**Görev Talimatları**
**A.** HDP deklarasyonuyla ilgili habere göre HDP'nin 27 Eylül'de açıkladığı deklarasyon kaç ilkeden oluşuyor?
**B.** HDP deklarasyonuyla ilgili haberi kaldığı yerden sürdürün.

**Kaynak Belge**
:::

KESK’li kadınlardan HDP deklarasyonuna yorum: Bütünleştirici

  • 09:02 4 Ekim 2021
  • Siyaset
 
 
ANKARA - HDP’nin deklarasyonunun  demokratikleşme açısından çok önemli olduğunu değerlendiren  KESK’li kadınlar, deklarasyonun  bütünleştirici olduğunu ve Türkiye’de yaşanan sorunlara çözüm olacağını söyledi.
 
Halkların Demokratik Partisi (HDP) 27 Eylül’de 11 ilkeden oluşan bir deklarasyon açıkladı. “Demokrasiye, Adalete, Barışa Çağrı Deklarasyonu" adı ile açıklanan deklarasyonda anayasa tartışmalarından kadınların özgürlük mücadelesine, ekolojiden ekonomik sorunlara, bağımsız yargıdan liyakata kadar çok sayıda soruna çözüm önerisi sundu. 
 
Deklarasyona ilişkin tartışmalar  gündemdeki yerini korurken, Kamu Emekçileri Sendikaları Konfederasyonu’ndan (KESK) kadınlar değerlendirmelerde bulundu.
 
‘HDP’nin deklarasyonu bütünleştirici’
 
KESK Eş Genel Başkanı Şükran Kablan, ülkenin siyasi atmosferinin “gergin” ve “ötekileştirici” olduğu bir dönemde, HDP’nin yayınladığı deklarasyonun bütünleştirici olduğunu söyledi. Artan yoksulluğun, ekonomik krizin derinleşmesinin başta kamu emekçileri olmak üzere işçilerin, halkın, kadınların daha ağır koşullarda yaşamasına neden olduğunu belirten Şükran, “Tam da böylesi bir dönemde HDP’nin deklarasyonunda emek alanında başta güvencesiz çalıştırmanın son bulmasına ilişkin sözün söylenmiş olması, yine kamusal hizmetin halktan yana, halk için kullanılmasının söylenmesi bizler açısından çok önemli. Bu anlamda 2023’e doğru bir seçime giderken bütün siyasi partilerin emek alanında bu sözü kurmasının ne kadar önemli ve değerli olduğunun altını çizmek isteriz” şeklinde konuştu.

:::

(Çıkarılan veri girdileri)
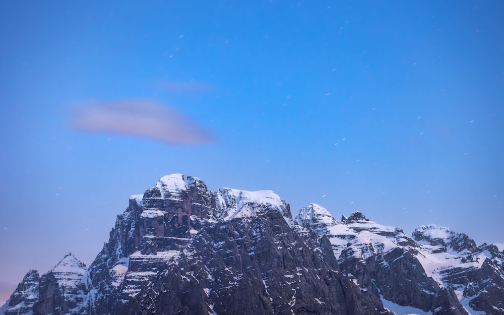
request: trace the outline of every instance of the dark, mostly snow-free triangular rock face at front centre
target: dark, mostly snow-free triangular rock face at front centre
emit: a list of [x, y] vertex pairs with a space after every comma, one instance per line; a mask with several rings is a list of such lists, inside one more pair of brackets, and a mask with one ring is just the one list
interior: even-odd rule
[[[130, 314], [379, 314], [363, 293], [329, 265], [321, 250], [282, 214], [246, 204], [240, 215], [202, 230], [151, 285]], [[336, 268], [336, 270], [331, 267]], [[385, 311], [386, 312], [386, 311]]]

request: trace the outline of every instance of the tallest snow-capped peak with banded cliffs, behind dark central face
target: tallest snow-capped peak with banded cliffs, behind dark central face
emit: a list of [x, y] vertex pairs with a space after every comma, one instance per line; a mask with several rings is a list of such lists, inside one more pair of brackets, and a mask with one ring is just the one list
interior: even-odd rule
[[101, 314], [120, 308], [164, 270], [198, 230], [231, 217], [246, 202], [291, 216], [288, 203], [272, 191], [210, 192], [201, 179], [182, 174], [163, 176], [143, 196], [132, 196], [90, 267], [93, 286], [104, 293], [88, 311]]

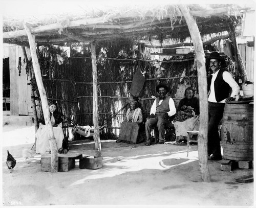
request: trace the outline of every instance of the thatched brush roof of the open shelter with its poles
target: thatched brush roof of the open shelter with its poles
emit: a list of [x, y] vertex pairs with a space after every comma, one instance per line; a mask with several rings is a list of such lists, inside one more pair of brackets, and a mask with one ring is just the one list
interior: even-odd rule
[[[161, 42], [166, 38], [183, 41], [190, 36], [178, 5], [148, 3], [88, 7], [79, 3], [82, 10], [75, 13], [71, 11], [55, 15], [29, 16], [24, 11], [23, 16], [4, 14], [4, 43], [29, 45], [23, 21], [27, 22], [35, 35], [37, 45], [64, 45], [67, 42], [94, 40], [115, 41], [119, 38], [138, 42], [148, 39], [158, 39]], [[74, 6], [77, 6], [76, 2], [73, 3]], [[68, 5], [66, 7], [69, 8]], [[100, 8], [97, 9], [98, 7]], [[239, 26], [243, 13], [250, 9], [238, 5], [194, 4], [187, 7], [190, 14], [196, 18], [202, 36], [229, 31], [228, 21], [234, 21]]]

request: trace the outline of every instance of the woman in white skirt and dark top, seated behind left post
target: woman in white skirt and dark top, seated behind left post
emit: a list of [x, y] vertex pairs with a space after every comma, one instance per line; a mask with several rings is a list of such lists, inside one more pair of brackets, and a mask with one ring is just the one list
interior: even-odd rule
[[[49, 103], [49, 114], [50, 121], [53, 127], [53, 135], [55, 138], [55, 142], [57, 148], [60, 149], [62, 147], [62, 141], [64, 138], [64, 134], [62, 131], [62, 117], [61, 113], [58, 112], [58, 106], [55, 102]], [[44, 114], [41, 114], [39, 121], [39, 128], [36, 131], [36, 153], [44, 154], [50, 151], [50, 142], [49, 142], [49, 134], [48, 129], [46, 128]]]

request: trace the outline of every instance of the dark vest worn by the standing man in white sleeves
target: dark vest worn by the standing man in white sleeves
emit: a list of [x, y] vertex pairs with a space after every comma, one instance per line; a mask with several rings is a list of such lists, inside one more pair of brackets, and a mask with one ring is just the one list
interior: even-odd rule
[[[215, 98], [217, 102], [224, 100], [229, 97], [230, 94], [230, 86], [223, 80], [223, 72], [224, 70], [220, 70], [215, 81], [214, 81], [214, 90], [215, 90]], [[210, 90], [212, 75], [208, 79], [208, 90]]]

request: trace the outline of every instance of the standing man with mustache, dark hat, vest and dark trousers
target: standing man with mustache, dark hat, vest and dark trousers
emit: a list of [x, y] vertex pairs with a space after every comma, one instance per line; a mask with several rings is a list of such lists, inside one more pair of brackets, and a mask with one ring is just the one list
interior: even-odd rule
[[231, 74], [220, 68], [221, 61], [218, 52], [210, 54], [210, 68], [213, 72], [208, 79], [208, 159], [210, 160], [222, 159], [218, 125], [223, 116], [225, 101], [234, 100], [240, 89]]

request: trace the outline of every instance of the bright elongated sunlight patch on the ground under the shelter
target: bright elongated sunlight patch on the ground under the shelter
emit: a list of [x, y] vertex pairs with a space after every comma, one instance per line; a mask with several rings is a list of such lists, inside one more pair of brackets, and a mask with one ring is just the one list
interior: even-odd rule
[[[178, 152], [178, 153], [167, 153], [163, 154], [154, 154], [154, 155], [140, 155], [134, 157], [124, 157], [118, 161], [113, 161], [113, 163], [104, 163], [105, 159], [103, 159], [103, 169], [98, 169], [97, 171], [91, 171], [90, 175], [84, 177], [83, 179], [77, 180], [76, 182], [70, 184], [70, 186], [76, 186], [77, 184], [84, 183], [84, 181], [89, 179], [99, 179], [105, 177], [114, 177], [117, 175], [124, 174], [126, 172], [135, 172], [141, 171], [143, 169], [154, 169], [154, 170], [166, 170], [176, 166], [184, 165], [191, 163], [195, 160], [198, 160], [197, 151], [189, 152], [189, 156], [187, 157], [186, 151]], [[147, 156], [147, 157], [145, 157]], [[143, 158], [138, 158], [143, 157]], [[181, 159], [182, 162], [180, 164], [175, 165], [164, 165], [163, 160], [166, 159]], [[110, 159], [110, 158], [109, 158]], [[184, 159], [187, 159], [184, 161]]]

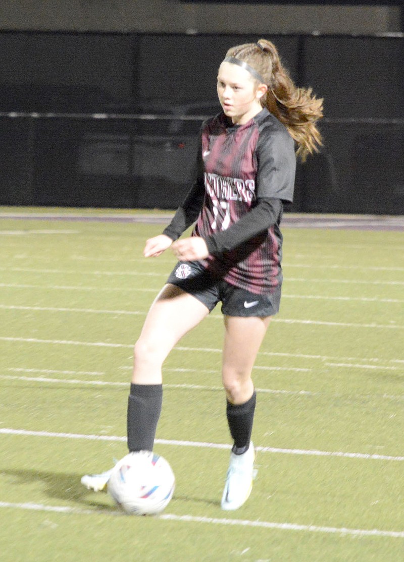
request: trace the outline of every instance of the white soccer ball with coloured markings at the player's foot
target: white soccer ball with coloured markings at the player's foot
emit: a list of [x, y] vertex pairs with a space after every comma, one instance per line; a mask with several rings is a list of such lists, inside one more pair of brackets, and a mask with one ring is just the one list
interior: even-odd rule
[[116, 464], [108, 491], [129, 515], [155, 515], [168, 505], [175, 486], [171, 466], [151, 451], [132, 452]]

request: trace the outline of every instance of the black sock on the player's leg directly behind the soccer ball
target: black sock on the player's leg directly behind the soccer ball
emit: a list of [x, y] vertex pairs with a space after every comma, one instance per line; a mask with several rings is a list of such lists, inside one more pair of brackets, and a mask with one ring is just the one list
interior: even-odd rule
[[131, 384], [127, 416], [129, 451], [153, 450], [162, 401], [162, 384]]

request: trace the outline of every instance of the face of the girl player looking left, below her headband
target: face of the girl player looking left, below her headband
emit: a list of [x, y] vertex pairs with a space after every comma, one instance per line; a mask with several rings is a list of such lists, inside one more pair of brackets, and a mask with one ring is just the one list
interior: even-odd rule
[[257, 115], [262, 106], [260, 99], [267, 87], [253, 79], [248, 70], [222, 62], [217, 76], [217, 94], [220, 105], [232, 123], [243, 125], [254, 115]]

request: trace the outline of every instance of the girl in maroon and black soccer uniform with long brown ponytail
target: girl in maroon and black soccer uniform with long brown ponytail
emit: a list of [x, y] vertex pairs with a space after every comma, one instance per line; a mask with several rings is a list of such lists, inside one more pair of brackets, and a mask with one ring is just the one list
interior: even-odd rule
[[[321, 144], [316, 121], [322, 100], [311, 89], [295, 87], [265, 39], [226, 53], [217, 93], [223, 111], [202, 125], [194, 185], [163, 234], [147, 240], [143, 252], [159, 256], [171, 246], [179, 261], [134, 346], [127, 431], [129, 451], [152, 450], [163, 362], [221, 301], [222, 381], [234, 441], [221, 505], [234, 510], [252, 489], [252, 369], [279, 310], [280, 222], [284, 203], [293, 201], [295, 145], [304, 160]], [[195, 221], [191, 237], [178, 239]], [[102, 490], [110, 472], [86, 475], [82, 483]]]

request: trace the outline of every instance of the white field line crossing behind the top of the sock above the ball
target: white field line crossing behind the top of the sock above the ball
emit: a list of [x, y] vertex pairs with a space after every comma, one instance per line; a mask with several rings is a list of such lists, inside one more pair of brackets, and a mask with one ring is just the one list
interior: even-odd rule
[[[7, 369], [12, 370], [12, 369]], [[90, 385], [90, 386], [113, 386], [113, 387], [124, 387], [128, 388], [128, 382], [110, 382], [106, 380], [83, 380], [83, 379], [52, 379], [48, 377], [26, 377], [25, 375], [20, 375], [17, 377], [16, 375], [0, 375], [0, 380], [22, 380], [24, 382], [37, 382], [37, 383], [56, 383], [56, 384], [75, 384], [79, 386], [80, 384]], [[178, 389], [185, 389], [185, 390], [203, 390], [203, 391], [223, 391], [223, 387], [216, 387], [216, 386], [207, 386], [203, 384], [174, 384], [174, 383], [164, 383], [164, 388], [178, 388]], [[308, 390], [276, 390], [272, 388], [255, 388], [259, 394], [280, 394], [280, 395], [288, 395], [288, 396], [326, 396], [322, 392], [312, 392]], [[344, 395], [341, 394], [333, 394], [330, 395], [331, 398], [343, 398]], [[404, 396], [399, 395], [360, 395], [361, 398], [388, 398], [389, 400], [404, 400]]]

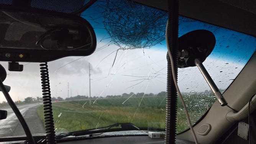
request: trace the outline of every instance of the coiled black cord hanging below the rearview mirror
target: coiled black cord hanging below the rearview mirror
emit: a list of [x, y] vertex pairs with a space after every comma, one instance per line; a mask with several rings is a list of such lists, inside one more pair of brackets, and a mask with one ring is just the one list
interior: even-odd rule
[[54, 131], [53, 109], [51, 102], [51, 89], [47, 62], [40, 64], [41, 86], [43, 92], [44, 122], [47, 144], [56, 144]]

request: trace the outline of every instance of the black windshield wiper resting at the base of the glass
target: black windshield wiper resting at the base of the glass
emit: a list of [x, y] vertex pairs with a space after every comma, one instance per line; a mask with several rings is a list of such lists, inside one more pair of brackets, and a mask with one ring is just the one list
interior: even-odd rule
[[[120, 126], [121, 128], [113, 128], [118, 126]], [[74, 131], [66, 134], [61, 134], [61, 137], [57, 136], [57, 138], [62, 138], [67, 136], [84, 136], [87, 134], [107, 133], [107, 132], [113, 132], [113, 131], [131, 131], [131, 130], [140, 130], [140, 129], [132, 123], [115, 123], [115, 124], [97, 128], [97, 129], [85, 129], [81, 131]]]

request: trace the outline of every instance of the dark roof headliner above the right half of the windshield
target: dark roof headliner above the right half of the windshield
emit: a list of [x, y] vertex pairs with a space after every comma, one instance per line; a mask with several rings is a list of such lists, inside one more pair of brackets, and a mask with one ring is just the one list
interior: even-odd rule
[[[167, 0], [133, 0], [167, 11]], [[256, 37], [255, 0], [179, 0], [179, 15]]]

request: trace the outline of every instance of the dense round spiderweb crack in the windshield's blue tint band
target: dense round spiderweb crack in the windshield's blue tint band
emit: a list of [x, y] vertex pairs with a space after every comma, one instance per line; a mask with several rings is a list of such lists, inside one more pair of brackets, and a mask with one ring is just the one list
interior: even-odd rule
[[121, 49], [150, 48], [165, 39], [165, 12], [121, 0], [103, 7], [105, 29]]

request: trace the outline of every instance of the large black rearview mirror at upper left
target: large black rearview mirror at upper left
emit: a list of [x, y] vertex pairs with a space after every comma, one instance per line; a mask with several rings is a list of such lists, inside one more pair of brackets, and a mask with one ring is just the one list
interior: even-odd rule
[[88, 56], [96, 36], [77, 15], [0, 10], [0, 61], [48, 62], [67, 56]]

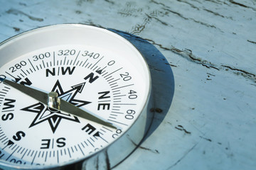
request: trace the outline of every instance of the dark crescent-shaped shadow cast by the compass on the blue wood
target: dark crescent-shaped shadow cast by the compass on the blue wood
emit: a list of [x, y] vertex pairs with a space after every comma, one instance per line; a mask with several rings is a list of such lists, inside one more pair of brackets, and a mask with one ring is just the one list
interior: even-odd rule
[[154, 102], [153, 107], [151, 106], [152, 108], [149, 110], [151, 114], [154, 114], [154, 119], [149, 122], [151, 125], [144, 137], [146, 140], [159, 127], [171, 107], [171, 101], [174, 97], [174, 74], [164, 55], [149, 41], [119, 30], [108, 30], [129, 40], [137, 47], [149, 65]]

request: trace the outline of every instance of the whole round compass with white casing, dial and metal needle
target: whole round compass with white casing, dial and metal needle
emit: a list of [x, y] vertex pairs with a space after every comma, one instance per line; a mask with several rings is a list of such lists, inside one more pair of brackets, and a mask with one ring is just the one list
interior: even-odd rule
[[0, 44], [0, 169], [112, 169], [151, 123], [141, 53], [104, 28], [46, 26]]

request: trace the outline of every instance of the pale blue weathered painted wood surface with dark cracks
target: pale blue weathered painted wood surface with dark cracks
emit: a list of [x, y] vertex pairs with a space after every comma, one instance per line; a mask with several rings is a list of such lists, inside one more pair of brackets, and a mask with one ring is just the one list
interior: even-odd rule
[[166, 57], [150, 65], [157, 128], [115, 169], [256, 169], [255, 0], [0, 0], [0, 41], [57, 23], [132, 33]]

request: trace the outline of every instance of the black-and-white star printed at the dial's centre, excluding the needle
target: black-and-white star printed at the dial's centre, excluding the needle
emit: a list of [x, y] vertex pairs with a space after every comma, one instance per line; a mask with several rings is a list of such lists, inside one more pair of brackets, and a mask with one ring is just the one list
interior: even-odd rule
[[[81, 101], [81, 100], [75, 99], [75, 96], [78, 93], [82, 92], [82, 89], [84, 86], [85, 86], [85, 83], [77, 84], [75, 86], [71, 86], [72, 89], [70, 89], [69, 91], [63, 91], [60, 85], [60, 82], [56, 81], [52, 91], [57, 92], [59, 98], [62, 98], [63, 100], [68, 101], [69, 103], [72, 103], [77, 107], [81, 107], [81, 106], [85, 106], [88, 103], [91, 103], [89, 101]], [[55, 110], [53, 108], [49, 108], [43, 105], [43, 103], [33, 104], [26, 108], [22, 108], [21, 111], [37, 113], [36, 118], [33, 120], [29, 128], [35, 125], [38, 125], [40, 123], [43, 123], [45, 121], [48, 121], [53, 133], [55, 132], [55, 130], [57, 130], [58, 125], [60, 124], [60, 120], [62, 119], [80, 123], [80, 121], [75, 115], [71, 115], [69, 113], [61, 113], [58, 110]]]

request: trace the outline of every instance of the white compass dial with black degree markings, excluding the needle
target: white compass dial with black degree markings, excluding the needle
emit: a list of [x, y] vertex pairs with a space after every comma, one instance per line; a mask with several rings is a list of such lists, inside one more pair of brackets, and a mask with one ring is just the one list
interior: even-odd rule
[[3, 64], [2, 79], [46, 93], [55, 91], [117, 129], [53, 110], [1, 82], [1, 161], [63, 164], [112, 144], [137, 120], [148, 98], [149, 75], [143, 59], [134, 58], [125, 51], [70, 43], [29, 51]]

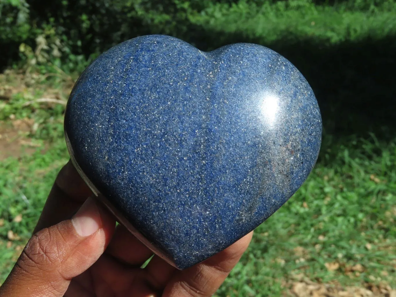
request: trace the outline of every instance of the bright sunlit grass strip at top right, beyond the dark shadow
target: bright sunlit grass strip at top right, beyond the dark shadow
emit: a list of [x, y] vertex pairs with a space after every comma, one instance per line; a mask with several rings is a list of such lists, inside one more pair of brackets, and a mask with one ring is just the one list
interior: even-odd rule
[[208, 32], [240, 34], [260, 44], [272, 44], [281, 38], [314, 38], [317, 44], [326, 46], [396, 34], [394, 1], [384, 1], [380, 6], [365, 2], [365, 9], [358, 8], [358, 1], [337, 6], [316, 5], [309, 0], [262, 2], [219, 3], [190, 16], [190, 21]]

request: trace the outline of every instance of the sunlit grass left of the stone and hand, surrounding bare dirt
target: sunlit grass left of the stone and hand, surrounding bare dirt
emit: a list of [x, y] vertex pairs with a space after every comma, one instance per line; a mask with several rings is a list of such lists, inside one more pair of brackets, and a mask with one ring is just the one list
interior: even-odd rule
[[[31, 236], [57, 171], [69, 159], [63, 140], [64, 106], [24, 105], [48, 93], [65, 99], [69, 81], [52, 79], [50, 84], [40, 84], [43, 78], [37, 75], [33, 79], [13, 71], [0, 75], [0, 95], [6, 98], [0, 101], [0, 134], [12, 129], [12, 122], [29, 119], [34, 128], [19, 131], [11, 141], [26, 139], [40, 145], [33, 154], [0, 160], [0, 282]], [[11, 95], [7, 93], [10, 91]], [[22, 215], [20, 222], [14, 220], [18, 215]], [[16, 240], [9, 240], [10, 230]]]

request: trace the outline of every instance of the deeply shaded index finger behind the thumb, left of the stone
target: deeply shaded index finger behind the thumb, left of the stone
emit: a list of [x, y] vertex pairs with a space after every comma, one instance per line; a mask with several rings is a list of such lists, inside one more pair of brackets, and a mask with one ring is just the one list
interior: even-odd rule
[[59, 171], [33, 233], [70, 219], [92, 195], [71, 161]]

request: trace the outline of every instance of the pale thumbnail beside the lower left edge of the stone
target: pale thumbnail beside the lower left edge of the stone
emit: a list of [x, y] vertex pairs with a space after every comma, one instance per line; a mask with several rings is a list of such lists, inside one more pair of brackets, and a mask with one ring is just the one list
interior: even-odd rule
[[78, 235], [87, 237], [95, 233], [101, 224], [99, 209], [95, 200], [89, 197], [72, 217], [72, 224]]

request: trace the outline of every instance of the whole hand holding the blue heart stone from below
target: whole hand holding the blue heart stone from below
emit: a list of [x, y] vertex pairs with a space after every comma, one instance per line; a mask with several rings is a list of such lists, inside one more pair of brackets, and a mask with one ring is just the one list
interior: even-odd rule
[[[61, 169], [0, 297], [211, 296], [238, 263], [252, 233], [179, 271], [152, 252], [92, 198], [69, 162]], [[71, 218], [71, 219], [70, 219]]]

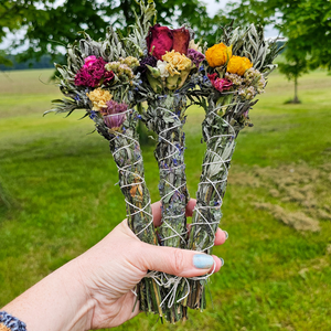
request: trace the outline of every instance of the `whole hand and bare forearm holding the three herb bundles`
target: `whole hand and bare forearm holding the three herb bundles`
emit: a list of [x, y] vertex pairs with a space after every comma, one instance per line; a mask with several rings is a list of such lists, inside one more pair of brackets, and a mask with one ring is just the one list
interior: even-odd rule
[[[192, 216], [194, 205], [195, 201], [191, 200], [186, 216]], [[156, 226], [161, 222], [160, 207], [160, 202], [152, 205]], [[225, 233], [218, 228], [215, 245], [225, 239]], [[136, 297], [131, 289], [148, 270], [194, 277], [205, 275], [213, 264], [218, 271], [221, 260], [216, 256], [142, 243], [124, 221], [89, 250], [42, 279], [0, 311], [25, 322], [29, 331], [113, 328], [139, 312], [139, 305], [132, 312]]]

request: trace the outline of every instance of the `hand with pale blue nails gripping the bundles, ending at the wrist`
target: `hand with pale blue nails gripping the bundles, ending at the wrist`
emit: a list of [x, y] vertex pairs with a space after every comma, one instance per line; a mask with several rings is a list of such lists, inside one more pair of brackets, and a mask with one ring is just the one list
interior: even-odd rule
[[[192, 216], [195, 200], [186, 206], [186, 216]], [[161, 203], [152, 205], [154, 225], [161, 222]], [[218, 228], [215, 245], [225, 242], [226, 236]], [[221, 260], [213, 256], [210, 264], [194, 267], [193, 250], [153, 246], [140, 242], [128, 227], [126, 220], [121, 222], [102, 242], [77, 258], [87, 298], [93, 302], [93, 313], [86, 329], [117, 327], [139, 312], [139, 305], [132, 308], [136, 297], [131, 289], [146, 276], [148, 270], [163, 271], [181, 277], [205, 275], [221, 268]], [[210, 259], [212, 259], [210, 257]]]

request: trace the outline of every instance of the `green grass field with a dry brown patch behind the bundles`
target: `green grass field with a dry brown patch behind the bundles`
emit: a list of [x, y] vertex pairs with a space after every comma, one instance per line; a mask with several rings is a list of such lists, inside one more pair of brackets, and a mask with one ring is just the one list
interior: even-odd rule
[[[0, 307], [103, 238], [125, 217], [117, 170], [93, 122], [43, 111], [60, 96], [50, 71], [0, 73]], [[228, 241], [212, 301], [185, 324], [140, 314], [118, 330], [331, 330], [331, 76], [270, 76], [241, 132], [224, 199]], [[191, 196], [205, 146], [203, 110], [188, 110]], [[146, 178], [159, 199], [153, 146]]]

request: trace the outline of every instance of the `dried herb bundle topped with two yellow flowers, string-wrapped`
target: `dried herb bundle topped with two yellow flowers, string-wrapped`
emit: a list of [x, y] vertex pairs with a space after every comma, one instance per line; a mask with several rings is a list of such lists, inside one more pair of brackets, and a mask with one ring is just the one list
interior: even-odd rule
[[[222, 218], [221, 206], [236, 138], [246, 126], [253, 126], [249, 110], [254, 98], [264, 93], [266, 77], [279, 50], [276, 41], [266, 41], [261, 28], [223, 31], [218, 44], [206, 50], [206, 63], [201, 78], [201, 98], [205, 110], [202, 124], [206, 151], [196, 192], [196, 206], [188, 247], [212, 253], [215, 233]], [[206, 79], [206, 76], [209, 79]], [[191, 281], [185, 302], [192, 309], [205, 308], [204, 281]]]

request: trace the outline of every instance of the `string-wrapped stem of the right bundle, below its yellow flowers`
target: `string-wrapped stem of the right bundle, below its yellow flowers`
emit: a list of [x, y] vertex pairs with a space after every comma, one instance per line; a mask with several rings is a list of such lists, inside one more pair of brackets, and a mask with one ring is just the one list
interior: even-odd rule
[[[202, 124], [206, 151], [196, 192], [189, 249], [212, 254], [215, 233], [222, 218], [221, 206], [235, 149], [235, 139], [239, 130], [244, 128], [243, 113], [247, 107], [249, 109], [249, 104], [245, 103], [216, 107], [214, 100], [209, 99], [206, 116]], [[185, 305], [192, 309], [205, 308], [206, 281], [190, 281], [191, 292]]]

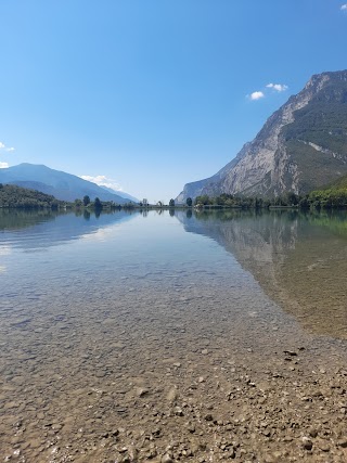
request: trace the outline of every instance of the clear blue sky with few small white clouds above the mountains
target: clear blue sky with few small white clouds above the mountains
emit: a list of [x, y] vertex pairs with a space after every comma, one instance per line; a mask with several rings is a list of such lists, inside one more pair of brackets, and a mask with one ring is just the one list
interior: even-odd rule
[[346, 0], [0, 0], [0, 165], [168, 202], [346, 43]]

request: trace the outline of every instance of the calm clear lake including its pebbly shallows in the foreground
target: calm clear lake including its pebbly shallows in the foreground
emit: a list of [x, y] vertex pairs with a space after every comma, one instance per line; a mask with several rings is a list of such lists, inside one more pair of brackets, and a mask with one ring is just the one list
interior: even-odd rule
[[347, 215], [0, 209], [3, 461], [347, 461]]

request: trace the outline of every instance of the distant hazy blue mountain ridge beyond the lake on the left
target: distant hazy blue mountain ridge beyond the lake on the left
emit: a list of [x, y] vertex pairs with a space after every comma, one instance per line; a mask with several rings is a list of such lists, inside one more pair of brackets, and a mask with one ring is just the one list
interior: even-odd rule
[[101, 201], [114, 201], [117, 204], [129, 203], [128, 198], [116, 194], [116, 192], [110, 192], [77, 176], [50, 169], [43, 165], [24, 163], [0, 169], [0, 183], [38, 190], [62, 201], [73, 202], [88, 195], [92, 201], [98, 196]]

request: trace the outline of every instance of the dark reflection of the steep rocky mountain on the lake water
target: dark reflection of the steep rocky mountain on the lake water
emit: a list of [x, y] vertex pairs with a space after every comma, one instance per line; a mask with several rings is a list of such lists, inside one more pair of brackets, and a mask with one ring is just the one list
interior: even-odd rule
[[347, 338], [347, 215], [178, 215], [217, 241], [265, 293], [310, 332]]

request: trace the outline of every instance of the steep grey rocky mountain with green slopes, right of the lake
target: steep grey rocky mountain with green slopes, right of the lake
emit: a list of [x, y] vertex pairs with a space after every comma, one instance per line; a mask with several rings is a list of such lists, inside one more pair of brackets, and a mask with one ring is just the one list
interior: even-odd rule
[[178, 203], [202, 194], [296, 194], [347, 173], [347, 70], [314, 75], [215, 176], [188, 183]]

:::

**Verilen Yanıtlar**
**A.** 11 ilkeden oluşuyor.

**B.**
 
‘Emek, doğa, kadın düşmanı politikaların son bulması için ortak birlik’
 
Şükran, kadın katliamlarının son bulmasına, kadına yönelik şiddete, mobbinge, her türlü ayrımcı ve ötekileştirici uygulamaya karşı bir sözün söylenmiş olmasının önemli olduğuna dikkat çekti. Şükran, “İstanbul Sözleşmesi’nin hukuksuz bir şekilde feshinin tanınmamasına dair deklarasyonda vurguların yer alması, bu güne kadar KESK olarak mücadelemizi yükselttiğimiz, hem kamu emekçileri olarak hem kamuda çalışan emekçi kadınlar olarak ortak gördüğümüz bu talepleri önemsiyoruz ve ön plana çıkartmamız gerektiğini düşünüyoruz. Bugüne kadarki emek düşmanı, doğa düşmanı, kadın düşmanı politikaların son bulması bu ortak birliği daha güçlü bir şekilde kurmakla ve haykırmakla geçer. Bu coğrafyada yaşayan halklar açısından, emekçiler açısından, kadınlar açısından önemli olduğunun ve güçlü bir biçimde sergilenmesi gerektiğinin altının çizilmesi gerekir” dedi.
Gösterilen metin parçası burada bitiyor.